Comparison between the energy gains and the energy demand in the standard and the BIPV cases. BIPV: building-integrated photovoltaics.

In January and December, we could not achieve zero-energy building since the photovoltaic energy gains are lower than the energy demands. However, according to the single box model, 35% of solar irradiation could contribute the energy gains of 307 (254) kW h in January (December) with an increase of energy demand of 104 (88) kW h. Therefore, the net energy gains are 203 (167) kW h, which is 40% (35%) of the standard energy demand. It is promising because of the solar cell efficiency is supposed to be further enhanced in the future.

From February to November, we could obtain zero-energy building and even function as the distributed generator in the urban area. During hot summer, the electricity generated by the BIPV single box could make up 624, 405, 236, 321, and 402 kW h after meeting the building energy demand in May, June, July, August, and September, respectively. The surplus of electricity could be used by the resident downstairs. In the other four months, the BIPV single box could generate 1988 kW h, while the building energy demand is only 361 kW h. Overall, according to our study, the 4 × 4 × 3 m³ BIPV single box with available research photovoltaic techniques based on PSCs could achieve the goal of zero-energy building and even the distributed generators in the apartment in Wuhan. Further study of PSCs on the stability and the performance under the realistic condition is supposed to be critical to driving the concept from the laboratory to the market.

Conclusion

Using the single box model of 4 × 4 × 3 m³, the BIPV energy gains and the energy demand of the top floor of the apartment are estimated at the same time. First, the photovoltaic energy gains on the rooftops and façades are calculated based on the perovskite single junction solar cells and perovskite/silicon tandem solar cells. It is found that the perovskite solar cells with less angle-dependent performance could contribute more electricity on the façades in comparison with the perovskite/silicon tandem solar cells. If 35% of solar irradiation is converted into electricity through photovoltaic technique, the building energy demands increase in winter and decrease in summer. However, we could obtain the zero-energy building on the top floor and even the distributed generator for the other residences within the same apartment, except for the January and December. On the long term, to achieve the goal of perovskite solar cell-based BIPV, further study on the stability and the performance under realistic condition is critical.

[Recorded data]
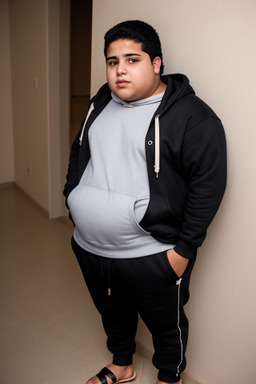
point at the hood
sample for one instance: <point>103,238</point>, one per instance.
<point>178,86</point>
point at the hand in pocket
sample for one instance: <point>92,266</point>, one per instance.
<point>177,262</point>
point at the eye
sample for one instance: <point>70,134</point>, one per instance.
<point>133,61</point>
<point>112,63</point>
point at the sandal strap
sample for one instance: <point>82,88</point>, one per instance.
<point>106,372</point>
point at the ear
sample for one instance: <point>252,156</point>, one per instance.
<point>157,65</point>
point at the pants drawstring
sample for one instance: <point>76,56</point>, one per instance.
<point>106,265</point>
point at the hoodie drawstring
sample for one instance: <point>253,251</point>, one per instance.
<point>87,117</point>
<point>157,139</point>
<point>157,146</point>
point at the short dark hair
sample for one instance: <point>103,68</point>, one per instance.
<point>140,32</point>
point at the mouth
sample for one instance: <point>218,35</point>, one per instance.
<point>122,83</point>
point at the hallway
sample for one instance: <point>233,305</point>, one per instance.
<point>50,332</point>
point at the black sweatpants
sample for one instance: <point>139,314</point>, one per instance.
<point>123,288</point>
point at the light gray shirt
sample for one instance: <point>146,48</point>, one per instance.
<point>113,193</point>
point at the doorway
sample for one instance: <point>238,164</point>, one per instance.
<point>80,62</point>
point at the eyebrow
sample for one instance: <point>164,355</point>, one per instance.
<point>124,55</point>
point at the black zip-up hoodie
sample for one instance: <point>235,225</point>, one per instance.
<point>186,162</point>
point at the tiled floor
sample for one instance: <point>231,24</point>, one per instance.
<point>50,332</point>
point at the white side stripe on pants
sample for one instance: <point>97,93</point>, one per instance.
<point>178,282</point>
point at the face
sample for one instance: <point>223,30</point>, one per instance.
<point>130,73</point>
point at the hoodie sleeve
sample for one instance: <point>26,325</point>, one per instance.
<point>205,165</point>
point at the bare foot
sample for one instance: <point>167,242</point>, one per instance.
<point>121,372</point>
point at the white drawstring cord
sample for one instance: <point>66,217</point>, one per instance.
<point>87,117</point>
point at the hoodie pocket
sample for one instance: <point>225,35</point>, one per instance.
<point>106,218</point>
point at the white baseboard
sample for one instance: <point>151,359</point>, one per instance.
<point>186,377</point>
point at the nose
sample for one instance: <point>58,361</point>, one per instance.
<point>121,69</point>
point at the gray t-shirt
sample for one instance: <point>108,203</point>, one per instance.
<point>113,193</point>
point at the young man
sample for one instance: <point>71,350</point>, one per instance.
<point>146,176</point>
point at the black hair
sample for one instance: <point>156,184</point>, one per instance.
<point>140,32</point>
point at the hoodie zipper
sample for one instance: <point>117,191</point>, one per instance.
<point>157,146</point>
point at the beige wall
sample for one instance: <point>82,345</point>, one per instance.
<point>34,98</point>
<point>28,31</point>
<point>6,130</point>
<point>213,42</point>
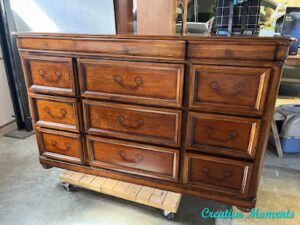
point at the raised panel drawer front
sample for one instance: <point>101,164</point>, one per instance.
<point>218,174</point>
<point>108,46</point>
<point>141,82</point>
<point>129,157</point>
<point>229,89</point>
<point>49,74</point>
<point>145,124</point>
<point>229,135</point>
<point>232,50</point>
<point>60,145</point>
<point>55,112</point>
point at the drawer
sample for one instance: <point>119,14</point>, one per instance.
<point>145,124</point>
<point>107,46</point>
<point>234,50</point>
<point>236,90</point>
<point>137,82</point>
<point>52,75</point>
<point>60,145</point>
<point>129,157</point>
<point>55,112</point>
<point>227,135</point>
<point>218,174</point>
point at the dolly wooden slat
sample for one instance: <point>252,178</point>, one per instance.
<point>166,200</point>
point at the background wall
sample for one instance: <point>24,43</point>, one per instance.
<point>290,3</point>
<point>66,16</point>
<point>6,108</point>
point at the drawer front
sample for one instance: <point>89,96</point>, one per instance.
<point>60,145</point>
<point>55,112</point>
<point>241,50</point>
<point>129,157</point>
<point>131,48</point>
<point>149,83</point>
<point>49,74</point>
<point>229,89</point>
<point>133,122</point>
<point>223,134</point>
<point>219,174</point>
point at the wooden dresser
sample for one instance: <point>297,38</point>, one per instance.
<point>185,114</point>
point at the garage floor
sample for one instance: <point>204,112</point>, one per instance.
<point>31,195</point>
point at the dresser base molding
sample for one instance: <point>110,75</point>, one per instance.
<point>242,204</point>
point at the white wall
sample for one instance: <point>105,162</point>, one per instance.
<point>65,16</point>
<point>6,107</point>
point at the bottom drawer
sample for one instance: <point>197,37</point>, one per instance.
<point>219,174</point>
<point>60,145</point>
<point>130,157</point>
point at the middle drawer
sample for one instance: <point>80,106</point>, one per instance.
<point>226,135</point>
<point>146,124</point>
<point>137,82</point>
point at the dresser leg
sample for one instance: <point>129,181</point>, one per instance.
<point>46,166</point>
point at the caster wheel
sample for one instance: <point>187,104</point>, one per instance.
<point>68,187</point>
<point>46,166</point>
<point>168,215</point>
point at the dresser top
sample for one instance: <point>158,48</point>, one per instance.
<point>283,40</point>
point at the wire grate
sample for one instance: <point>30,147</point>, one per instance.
<point>223,15</point>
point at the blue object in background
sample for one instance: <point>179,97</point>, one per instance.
<point>236,2</point>
<point>290,130</point>
<point>291,27</point>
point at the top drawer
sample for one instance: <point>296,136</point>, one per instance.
<point>143,48</point>
<point>236,90</point>
<point>49,74</point>
<point>137,82</point>
<point>234,50</point>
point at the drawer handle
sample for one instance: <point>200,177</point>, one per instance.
<point>225,175</point>
<point>58,75</point>
<point>138,82</point>
<point>139,123</point>
<point>68,146</point>
<point>210,131</point>
<point>238,88</point>
<point>138,158</point>
<point>62,112</point>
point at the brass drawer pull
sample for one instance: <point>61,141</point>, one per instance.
<point>139,123</point>
<point>68,146</point>
<point>210,131</point>
<point>225,175</point>
<point>138,158</point>
<point>238,88</point>
<point>62,112</point>
<point>58,75</point>
<point>138,82</point>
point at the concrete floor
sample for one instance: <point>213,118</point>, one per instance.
<point>31,195</point>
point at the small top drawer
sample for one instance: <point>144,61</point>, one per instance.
<point>49,74</point>
<point>242,49</point>
<point>141,82</point>
<point>108,46</point>
<point>236,90</point>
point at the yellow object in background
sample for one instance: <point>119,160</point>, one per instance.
<point>289,3</point>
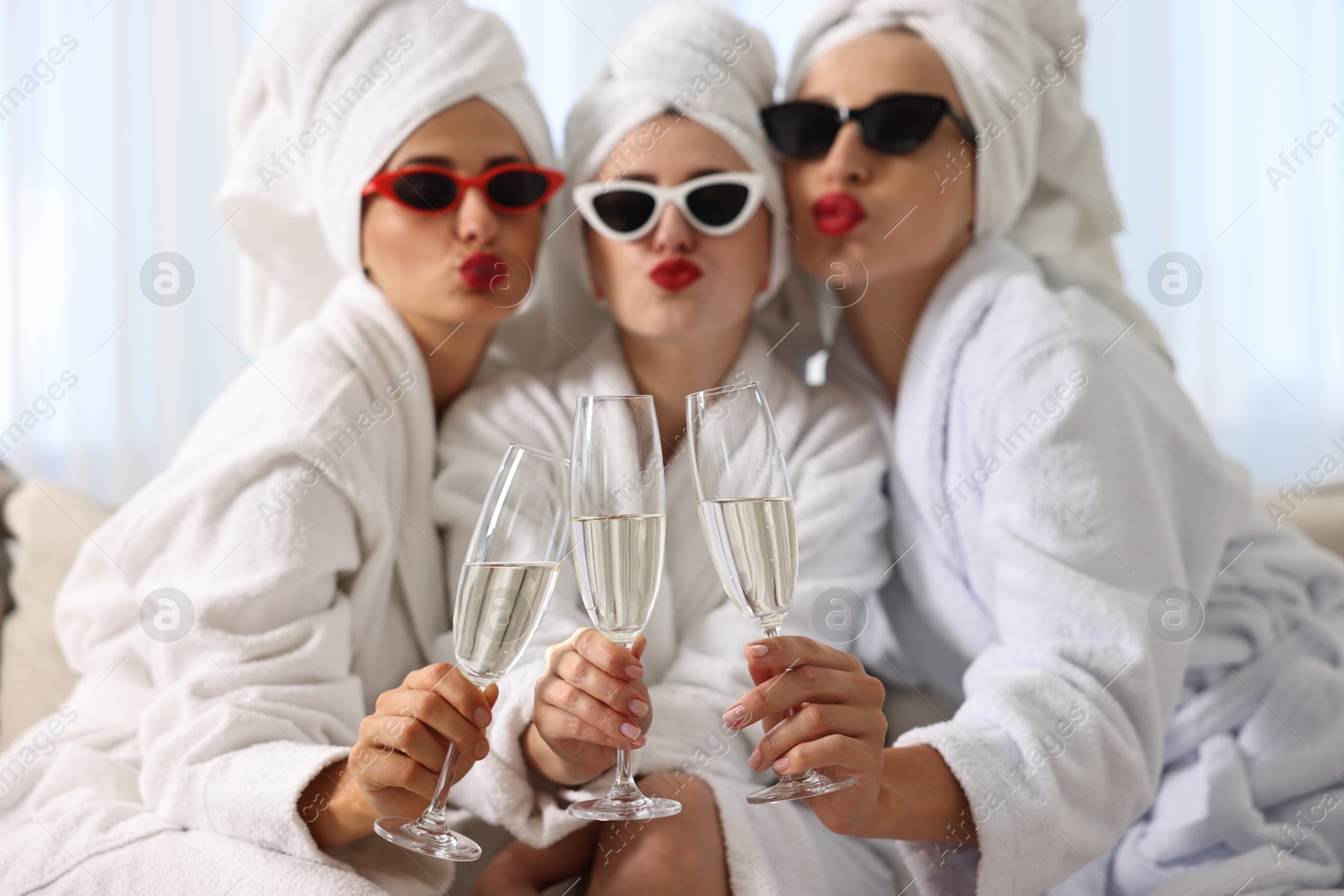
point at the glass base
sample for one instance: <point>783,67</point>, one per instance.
<point>800,786</point>
<point>410,835</point>
<point>638,809</point>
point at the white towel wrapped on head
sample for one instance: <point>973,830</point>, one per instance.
<point>324,100</point>
<point>1041,179</point>
<point>701,62</point>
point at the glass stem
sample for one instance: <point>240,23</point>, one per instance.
<point>624,783</point>
<point>436,815</point>
<point>773,631</point>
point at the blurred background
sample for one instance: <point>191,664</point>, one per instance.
<point>114,155</point>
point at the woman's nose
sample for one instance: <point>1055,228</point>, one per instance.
<point>848,159</point>
<point>672,233</point>
<point>476,221</point>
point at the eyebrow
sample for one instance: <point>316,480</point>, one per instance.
<point>445,161</point>
<point>651,179</point>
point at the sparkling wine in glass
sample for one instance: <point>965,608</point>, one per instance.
<point>511,569</point>
<point>746,512</point>
<point>618,516</point>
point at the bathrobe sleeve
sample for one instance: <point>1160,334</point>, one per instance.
<point>837,463</point>
<point>1082,521</point>
<point>522,410</point>
<point>259,696</point>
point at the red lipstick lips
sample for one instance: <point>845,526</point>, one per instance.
<point>675,275</point>
<point>837,214</point>
<point>481,269</point>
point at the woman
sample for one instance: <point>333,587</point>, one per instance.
<point>1148,672</point>
<point>255,627</point>
<point>675,109</point>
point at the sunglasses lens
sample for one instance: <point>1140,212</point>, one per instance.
<point>425,190</point>
<point>517,188</point>
<point>801,129</point>
<point>900,123</point>
<point>624,210</point>
<point>718,204</point>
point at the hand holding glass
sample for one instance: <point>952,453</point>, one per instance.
<point>506,584</point>
<point>618,512</point>
<point>746,512</point>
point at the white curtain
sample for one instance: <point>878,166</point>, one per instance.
<point>116,152</point>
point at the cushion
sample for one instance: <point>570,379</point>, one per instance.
<point>1320,515</point>
<point>50,524</point>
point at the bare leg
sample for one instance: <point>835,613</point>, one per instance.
<point>522,871</point>
<point>678,855</point>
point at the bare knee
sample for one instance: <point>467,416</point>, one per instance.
<point>682,849</point>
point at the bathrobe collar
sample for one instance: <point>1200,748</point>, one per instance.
<point>380,344</point>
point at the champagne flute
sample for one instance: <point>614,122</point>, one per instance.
<point>508,577</point>
<point>746,512</point>
<point>618,515</point>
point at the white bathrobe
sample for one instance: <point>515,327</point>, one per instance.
<point>296,521</point>
<point>694,660</point>
<point>1050,481</point>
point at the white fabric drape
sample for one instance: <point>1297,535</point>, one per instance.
<point>120,156</point>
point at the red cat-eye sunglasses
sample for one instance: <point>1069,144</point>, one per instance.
<point>510,190</point>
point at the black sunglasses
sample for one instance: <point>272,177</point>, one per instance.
<point>897,123</point>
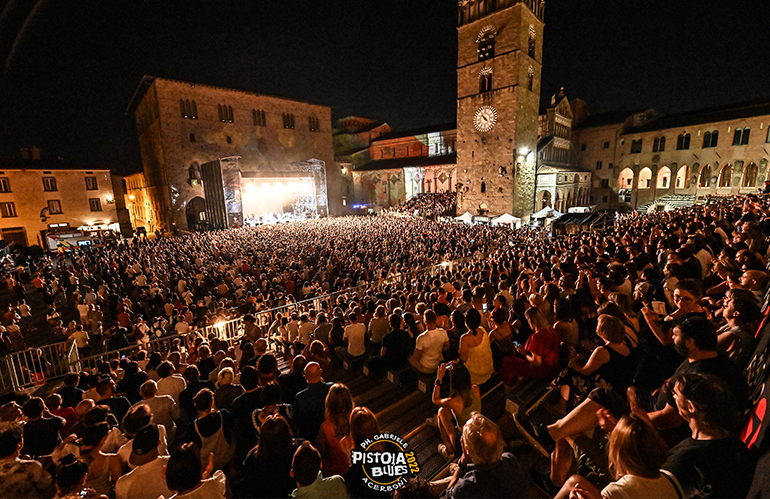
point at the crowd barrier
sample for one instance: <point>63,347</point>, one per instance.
<point>24,370</point>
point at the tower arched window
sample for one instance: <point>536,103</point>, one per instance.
<point>485,43</point>
<point>741,136</point>
<point>532,41</point>
<point>531,78</point>
<point>485,80</point>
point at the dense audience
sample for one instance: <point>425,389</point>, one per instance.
<point>428,205</point>
<point>644,333</point>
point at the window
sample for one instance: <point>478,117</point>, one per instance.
<point>741,137</point>
<point>485,80</point>
<point>7,210</point>
<point>49,184</point>
<point>189,109</point>
<point>225,113</point>
<point>258,116</point>
<point>54,207</point>
<point>710,139</point>
<point>532,41</point>
<point>530,78</point>
<point>485,43</point>
<point>683,141</point>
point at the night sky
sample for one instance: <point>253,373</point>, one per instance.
<point>70,68</point>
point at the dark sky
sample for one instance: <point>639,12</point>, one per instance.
<point>70,68</point>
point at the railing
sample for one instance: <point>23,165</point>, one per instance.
<point>21,372</point>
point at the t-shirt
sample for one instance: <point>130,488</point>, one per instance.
<point>144,482</point>
<point>712,468</point>
<point>432,345</point>
<point>636,487</point>
<point>356,336</point>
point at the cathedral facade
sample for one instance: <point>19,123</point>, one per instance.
<point>248,145</point>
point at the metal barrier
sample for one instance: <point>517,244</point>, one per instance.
<point>23,369</point>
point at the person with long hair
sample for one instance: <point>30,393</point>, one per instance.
<point>266,471</point>
<point>454,410</point>
<point>476,350</point>
<point>336,425</point>
<point>539,358</point>
<point>636,454</point>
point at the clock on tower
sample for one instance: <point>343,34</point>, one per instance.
<point>499,62</point>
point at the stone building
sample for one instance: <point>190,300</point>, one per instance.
<point>561,183</point>
<point>37,195</point>
<point>646,161</point>
<point>499,61</point>
<point>252,148</point>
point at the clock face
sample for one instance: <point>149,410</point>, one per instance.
<point>485,118</point>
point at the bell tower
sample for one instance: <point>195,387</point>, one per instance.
<point>499,61</point>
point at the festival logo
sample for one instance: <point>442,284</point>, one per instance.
<point>385,461</point>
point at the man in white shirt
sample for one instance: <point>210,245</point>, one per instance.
<point>429,346</point>
<point>164,409</point>
<point>355,335</point>
<point>170,383</point>
<point>147,480</point>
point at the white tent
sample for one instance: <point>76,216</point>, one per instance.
<point>507,218</point>
<point>465,217</point>
<point>547,212</point>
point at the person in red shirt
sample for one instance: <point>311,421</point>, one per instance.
<point>539,358</point>
<point>53,403</point>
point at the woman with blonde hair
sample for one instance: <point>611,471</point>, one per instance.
<point>339,405</point>
<point>636,453</point>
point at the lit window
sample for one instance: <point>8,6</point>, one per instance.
<point>7,210</point>
<point>54,207</point>
<point>485,43</point>
<point>49,184</point>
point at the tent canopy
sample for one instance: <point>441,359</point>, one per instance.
<point>547,212</point>
<point>465,217</point>
<point>506,218</point>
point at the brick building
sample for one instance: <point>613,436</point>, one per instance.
<point>259,154</point>
<point>36,194</point>
<point>646,161</point>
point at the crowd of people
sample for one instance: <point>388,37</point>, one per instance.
<point>429,205</point>
<point>644,332</point>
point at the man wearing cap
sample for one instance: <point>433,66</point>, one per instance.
<point>146,480</point>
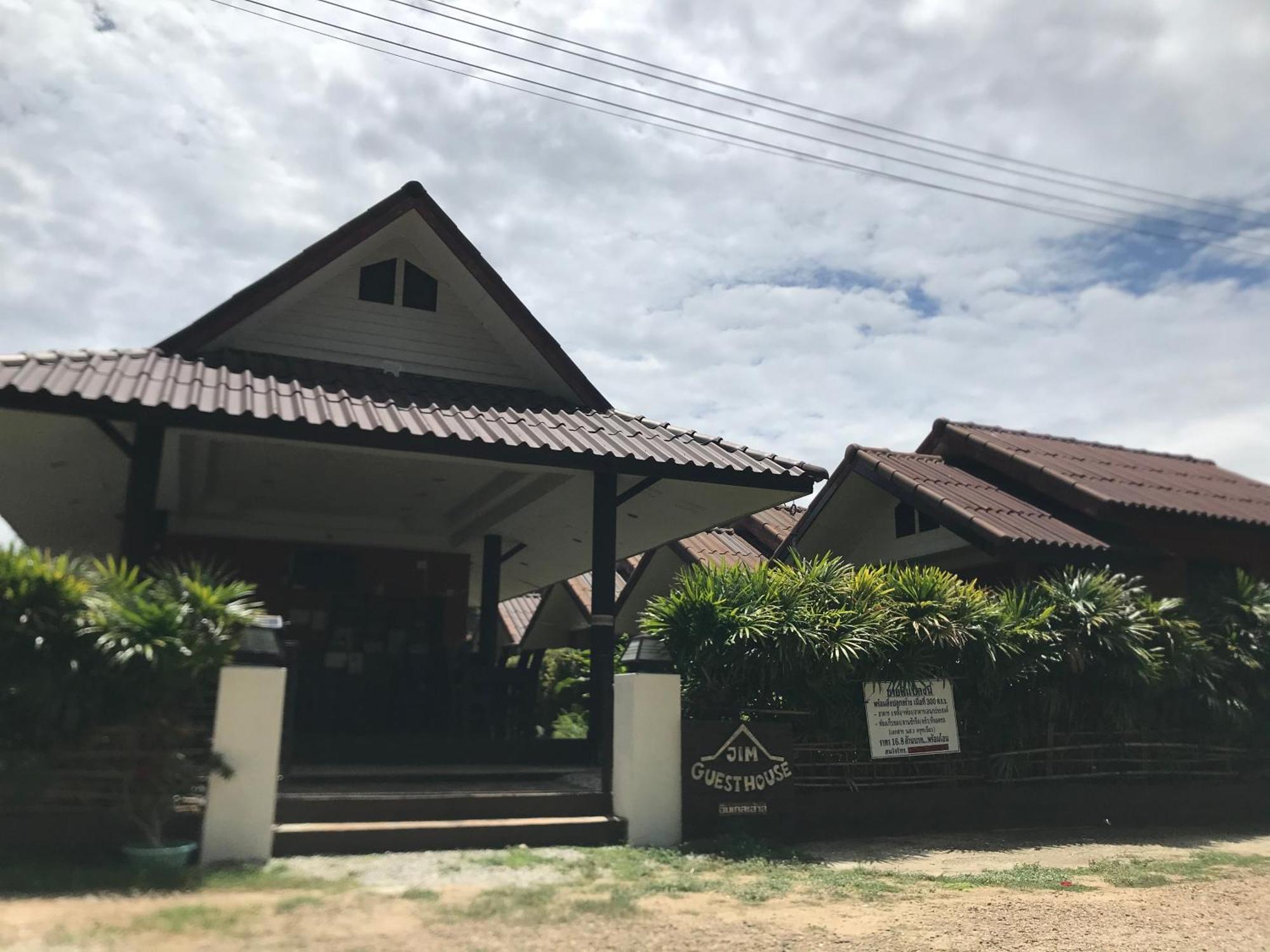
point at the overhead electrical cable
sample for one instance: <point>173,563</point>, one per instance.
<point>836,125</point>
<point>1224,208</point>
<point>505,86</point>
<point>731,138</point>
<point>772,128</point>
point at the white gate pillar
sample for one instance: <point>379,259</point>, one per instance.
<point>238,826</point>
<point>647,761</point>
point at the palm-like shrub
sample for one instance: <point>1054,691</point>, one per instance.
<point>48,663</point>
<point>1079,651</point>
<point>164,638</point>
<point>105,653</point>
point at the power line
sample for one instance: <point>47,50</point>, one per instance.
<point>782,130</point>
<point>789,114</point>
<point>505,86</point>
<point>841,117</point>
<point>731,138</point>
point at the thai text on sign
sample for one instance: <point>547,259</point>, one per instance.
<point>910,719</point>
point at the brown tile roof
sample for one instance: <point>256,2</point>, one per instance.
<point>1097,478</point>
<point>719,546</point>
<point>518,612</point>
<point>769,529</point>
<point>288,390</point>
<point>966,503</point>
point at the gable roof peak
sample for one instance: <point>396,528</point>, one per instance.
<point>411,199</point>
<point>942,425</point>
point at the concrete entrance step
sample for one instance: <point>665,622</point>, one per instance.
<point>411,836</point>
<point>403,805</point>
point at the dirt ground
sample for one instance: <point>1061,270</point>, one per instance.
<point>1227,912</point>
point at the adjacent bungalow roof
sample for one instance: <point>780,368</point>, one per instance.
<point>1099,479</point>
<point>961,501</point>
<point>518,614</point>
<point>751,541</point>
<point>718,546</point>
<point>463,417</point>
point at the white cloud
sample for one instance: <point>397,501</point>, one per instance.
<point>154,169</point>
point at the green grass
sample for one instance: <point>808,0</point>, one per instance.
<point>192,918</point>
<point>1023,876</point>
<point>516,859</point>
<point>60,878</point>
<point>293,903</point>
<point>520,904</point>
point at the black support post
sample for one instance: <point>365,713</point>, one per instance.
<point>142,526</point>
<point>491,582</point>
<point>604,558</point>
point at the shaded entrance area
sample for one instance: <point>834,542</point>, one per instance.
<point>387,469</point>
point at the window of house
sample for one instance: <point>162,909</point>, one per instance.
<point>906,521</point>
<point>910,522</point>
<point>418,289</point>
<point>379,282</point>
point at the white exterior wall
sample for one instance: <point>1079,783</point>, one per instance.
<point>331,323</point>
<point>655,579</point>
<point>647,758</point>
<point>859,525</point>
<point>238,826</point>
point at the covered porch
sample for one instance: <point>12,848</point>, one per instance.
<point>387,553</point>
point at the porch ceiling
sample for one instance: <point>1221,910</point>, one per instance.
<point>65,489</point>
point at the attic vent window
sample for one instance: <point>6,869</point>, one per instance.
<point>379,282</point>
<point>906,521</point>
<point>418,289</point>
<point>910,522</point>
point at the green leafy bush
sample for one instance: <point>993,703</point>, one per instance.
<point>126,658</point>
<point>1083,649</point>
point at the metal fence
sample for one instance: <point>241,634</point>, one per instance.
<point>1076,757</point>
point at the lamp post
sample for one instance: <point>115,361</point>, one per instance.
<point>647,744</point>
<point>647,654</point>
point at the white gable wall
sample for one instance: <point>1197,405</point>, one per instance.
<point>467,338</point>
<point>859,525</point>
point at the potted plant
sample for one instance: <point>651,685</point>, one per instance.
<point>167,638</point>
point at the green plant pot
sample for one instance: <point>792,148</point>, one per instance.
<point>172,857</point>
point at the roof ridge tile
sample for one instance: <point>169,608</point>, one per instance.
<point>1078,441</point>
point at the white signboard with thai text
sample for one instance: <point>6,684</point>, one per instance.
<point>909,719</point>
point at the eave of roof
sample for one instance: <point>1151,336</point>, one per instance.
<point>410,197</point>
<point>264,395</point>
<point>1102,479</point>
<point>986,515</point>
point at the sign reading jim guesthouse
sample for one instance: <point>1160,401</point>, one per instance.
<point>736,770</point>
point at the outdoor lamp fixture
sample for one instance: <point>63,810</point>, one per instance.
<point>261,645</point>
<point>648,656</point>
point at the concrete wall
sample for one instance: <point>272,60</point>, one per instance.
<point>239,822</point>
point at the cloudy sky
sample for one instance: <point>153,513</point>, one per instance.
<point>159,155</point>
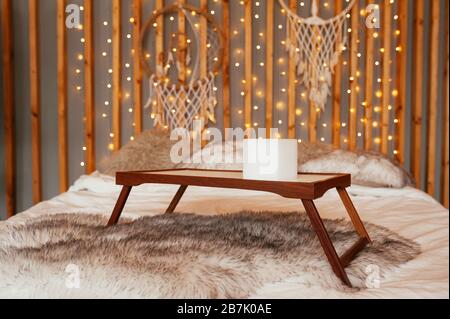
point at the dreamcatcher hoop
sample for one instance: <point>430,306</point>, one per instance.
<point>316,44</point>
<point>178,104</point>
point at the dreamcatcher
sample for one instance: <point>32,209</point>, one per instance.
<point>316,44</point>
<point>177,104</point>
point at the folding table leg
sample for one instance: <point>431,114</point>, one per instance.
<point>120,204</point>
<point>351,210</point>
<point>176,199</point>
<point>325,241</point>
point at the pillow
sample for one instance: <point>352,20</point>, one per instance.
<point>367,168</point>
<point>149,151</point>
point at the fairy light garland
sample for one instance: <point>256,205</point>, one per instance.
<point>237,63</point>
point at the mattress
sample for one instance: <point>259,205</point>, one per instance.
<point>408,211</point>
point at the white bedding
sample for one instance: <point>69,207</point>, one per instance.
<point>407,211</point>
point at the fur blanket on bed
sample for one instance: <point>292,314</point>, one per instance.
<point>183,255</point>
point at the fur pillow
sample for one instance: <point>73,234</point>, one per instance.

* Tasks *
[1] Repeat the excerpt on building-integrated photovoltaics from "Comparison between the" up to and including "in the future.".
[2] In the excerpt on building-integrated photovoltaics, which two months fall short of zero-energy building?
The records were drawn from a source other than the text.

* Responses by item number *
[1]
Comparison between the energy gains and the energy demand in the standard and the BIPV cases. BIPV: building-integrated photovoltaics.

In January and December, we could not achieve zero-energy building since the photovoltaic energy gains are lower than the energy demands. However, according to the single box model, 35% of solar irradiation could contribute the energy gains of 307 (254) kW h in January (December) with an increase of energy demand of 104 (88) kW h. Therefore, the net energy gains are 203 (167) kW h, which is 40% (35%) of the standard energy demand. It is promising because of the solar cell efficiency is supposed to be further enhanced in the future.

[2] January and December